Photo-based referring expression data
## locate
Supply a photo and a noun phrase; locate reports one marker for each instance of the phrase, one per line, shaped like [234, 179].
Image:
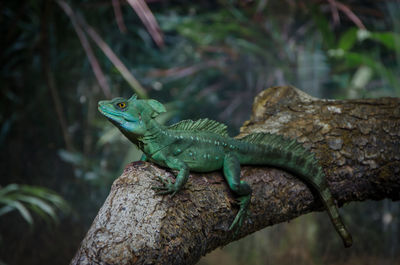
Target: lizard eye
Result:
[121, 105]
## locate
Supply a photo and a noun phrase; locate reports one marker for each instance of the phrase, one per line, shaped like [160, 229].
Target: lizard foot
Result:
[244, 202]
[167, 187]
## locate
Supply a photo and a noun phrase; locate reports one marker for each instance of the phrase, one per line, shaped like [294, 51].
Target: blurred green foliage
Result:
[218, 55]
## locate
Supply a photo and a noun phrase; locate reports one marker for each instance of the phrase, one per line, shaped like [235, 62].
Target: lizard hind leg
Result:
[231, 168]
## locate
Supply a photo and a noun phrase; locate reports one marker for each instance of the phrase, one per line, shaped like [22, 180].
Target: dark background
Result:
[200, 58]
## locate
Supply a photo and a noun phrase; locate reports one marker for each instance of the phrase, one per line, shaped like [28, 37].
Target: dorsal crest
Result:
[204, 125]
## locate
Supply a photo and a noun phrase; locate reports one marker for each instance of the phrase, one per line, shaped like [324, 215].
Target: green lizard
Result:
[204, 146]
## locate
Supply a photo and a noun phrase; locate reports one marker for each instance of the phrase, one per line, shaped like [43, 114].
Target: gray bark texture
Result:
[356, 141]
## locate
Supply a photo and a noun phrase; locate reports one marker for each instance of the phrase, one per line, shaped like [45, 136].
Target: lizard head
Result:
[131, 115]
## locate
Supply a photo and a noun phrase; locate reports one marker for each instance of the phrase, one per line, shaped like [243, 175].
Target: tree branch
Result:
[356, 141]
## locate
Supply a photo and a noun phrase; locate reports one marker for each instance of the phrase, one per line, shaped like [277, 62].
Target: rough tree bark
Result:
[356, 141]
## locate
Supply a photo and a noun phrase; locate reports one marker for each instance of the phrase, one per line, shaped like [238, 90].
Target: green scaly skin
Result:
[204, 146]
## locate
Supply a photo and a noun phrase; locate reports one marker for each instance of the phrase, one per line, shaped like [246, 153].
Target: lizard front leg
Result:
[240, 187]
[182, 177]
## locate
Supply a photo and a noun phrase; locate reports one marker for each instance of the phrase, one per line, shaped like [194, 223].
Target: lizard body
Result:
[204, 146]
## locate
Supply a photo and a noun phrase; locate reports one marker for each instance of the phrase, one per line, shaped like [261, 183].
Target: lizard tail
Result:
[290, 155]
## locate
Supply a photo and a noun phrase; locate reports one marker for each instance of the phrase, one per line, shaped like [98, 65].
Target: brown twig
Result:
[49, 76]
[350, 14]
[149, 21]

> [EXERCISE REQUIREMENTS]: Go through the records. Copy each line where "green" appears.

> [WRITTEN SOLUTION]:
Target: blurred green foliage
Target: green lizard
Target: green scaly skin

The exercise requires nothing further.